> _WHAT IS REQUIRED_
Return each of the following lines without any change.

begin SOURCE MATERIAL

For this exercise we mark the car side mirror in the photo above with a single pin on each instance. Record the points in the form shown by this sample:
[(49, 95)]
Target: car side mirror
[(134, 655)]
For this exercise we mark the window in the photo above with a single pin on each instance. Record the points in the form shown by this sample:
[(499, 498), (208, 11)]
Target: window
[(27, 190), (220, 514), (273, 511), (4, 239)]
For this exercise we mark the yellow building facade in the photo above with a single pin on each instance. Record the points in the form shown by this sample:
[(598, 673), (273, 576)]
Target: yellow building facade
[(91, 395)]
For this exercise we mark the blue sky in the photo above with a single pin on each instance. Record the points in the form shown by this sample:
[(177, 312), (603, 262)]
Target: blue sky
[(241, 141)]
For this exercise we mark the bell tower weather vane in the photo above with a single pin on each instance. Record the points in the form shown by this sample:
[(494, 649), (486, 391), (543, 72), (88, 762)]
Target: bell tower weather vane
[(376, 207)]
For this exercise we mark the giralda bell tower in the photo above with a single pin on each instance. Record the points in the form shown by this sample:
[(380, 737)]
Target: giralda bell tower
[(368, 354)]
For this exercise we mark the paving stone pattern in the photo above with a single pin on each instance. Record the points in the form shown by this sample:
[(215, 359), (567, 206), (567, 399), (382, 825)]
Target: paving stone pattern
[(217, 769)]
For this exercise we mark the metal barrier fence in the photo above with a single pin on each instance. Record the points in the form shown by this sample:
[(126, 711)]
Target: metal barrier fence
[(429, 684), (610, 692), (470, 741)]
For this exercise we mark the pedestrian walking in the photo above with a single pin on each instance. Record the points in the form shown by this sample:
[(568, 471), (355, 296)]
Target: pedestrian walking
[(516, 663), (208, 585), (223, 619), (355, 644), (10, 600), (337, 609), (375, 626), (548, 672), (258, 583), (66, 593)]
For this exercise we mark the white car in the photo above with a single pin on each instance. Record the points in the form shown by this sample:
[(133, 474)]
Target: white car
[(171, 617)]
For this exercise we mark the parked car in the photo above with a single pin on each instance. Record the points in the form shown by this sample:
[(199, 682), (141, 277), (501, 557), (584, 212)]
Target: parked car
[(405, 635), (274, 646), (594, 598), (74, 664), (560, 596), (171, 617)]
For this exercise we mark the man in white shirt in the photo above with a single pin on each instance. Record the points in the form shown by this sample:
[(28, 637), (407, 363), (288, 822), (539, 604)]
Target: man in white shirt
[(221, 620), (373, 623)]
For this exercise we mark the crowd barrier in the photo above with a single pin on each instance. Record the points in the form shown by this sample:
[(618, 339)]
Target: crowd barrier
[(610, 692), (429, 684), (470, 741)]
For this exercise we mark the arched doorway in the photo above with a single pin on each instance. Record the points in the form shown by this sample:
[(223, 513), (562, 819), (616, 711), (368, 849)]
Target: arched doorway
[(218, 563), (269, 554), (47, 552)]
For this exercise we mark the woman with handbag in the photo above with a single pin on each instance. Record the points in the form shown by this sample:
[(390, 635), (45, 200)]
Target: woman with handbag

end SOURCE MATERIAL

> _SOLUTION FOR THIS TASK_
For this exercise we mark the car side mirror in the photo above with a single pin on each instance. Record the points in the form shown by this sample:
[(49, 95)]
Target: car side mirror
[(134, 655)]
For this exercise we mark the window in the photo above with a single pin on each instance. Record the points in the form shown by this sample:
[(499, 498), (208, 11)]
Target: window
[(27, 190), (220, 514), (273, 511), (4, 239)]
For this exercise we mark the yellow building facade in the photo above with a single pin on each instance. Record the points in the form shown by this sample:
[(598, 673), (273, 576)]
Target: yellow building facade
[(91, 395)]
For this exercise we mark the blue sky in the photo above with a single pin on each instance. Record the points in the form shown by this sample:
[(177, 312), (603, 262)]
Target: blue sky
[(241, 141)]
For this exercise we mark the bell tower weather vane in the photo above with a single pin on each instance. Record the points in the form shown by this sample:
[(494, 649), (486, 391), (543, 72), (88, 762)]
Target: bell tower weather vane
[(376, 207)]
For this exercise we mark the giralda bell tower in the photo above with a single pin on each instance. Record the points in the form shown by this sample:
[(380, 737)]
Target: giralda bell tower
[(368, 354)]
For this exercise we mark the paving stone pattern in the photo above with a single pin on each instance. Record the points in the form shown by this sample:
[(215, 359), (567, 206), (567, 399), (382, 825)]
Target: paving stone pattern
[(217, 769)]
For this exercise we mark the metal barrier fence in the photo above with a single pin on each instance. Record the points in the form shown by this sample:
[(126, 711)]
Target: metal barrier fence
[(429, 684), (610, 692), (470, 741)]
For this exercise we mark the pedestrian walking in the photo above with a single pin on each instance. Record the points in the form shown by this sample:
[(568, 471), (355, 296)]
Target: pedestrian walking
[(516, 663), (208, 585), (223, 619), (355, 644), (10, 600), (337, 609), (375, 626), (548, 672), (258, 583), (66, 593)]
For this exercise we mark the white car in the photo above with a single pin on each instance. Record the points in the form shown by this sample:
[(133, 474)]
Target: white car
[(171, 617)]
For this exercise we mark the parked car in the photo above with a single pin on each instance. Record the points in the form shown by this sample:
[(199, 682), (141, 277), (501, 557), (584, 212)]
Target: parked car
[(405, 635), (274, 646), (594, 598), (74, 664), (560, 596), (171, 617)]
For this exercise we mark the man in white shirt in the photo above with a single pin on each instance. Record the points in the form shown by this sample:
[(28, 637), (407, 363), (288, 822), (539, 604)]
Target: man in white shirt
[(221, 620), (373, 623)]
For this exercise we mark the crowd barrier in the photo above with a single pin on each instance. Record the points in the form shown by this sample:
[(618, 339)]
Target: crowd barrier
[(610, 692), (429, 684), (470, 741)]
For this exercise we mark the arched doorway in the photo above with a single pin on each instance. Record the points in the form shown by this sample:
[(223, 513), (562, 819), (616, 711), (368, 849)]
Target: arched doorway
[(218, 563), (269, 554), (47, 552)]
For this exercise we mark the woman with handbag in the photo above with a single pin on each instance. Record the points in the form shown by this sample:
[(390, 635), (45, 200)]
Target: woman with handbag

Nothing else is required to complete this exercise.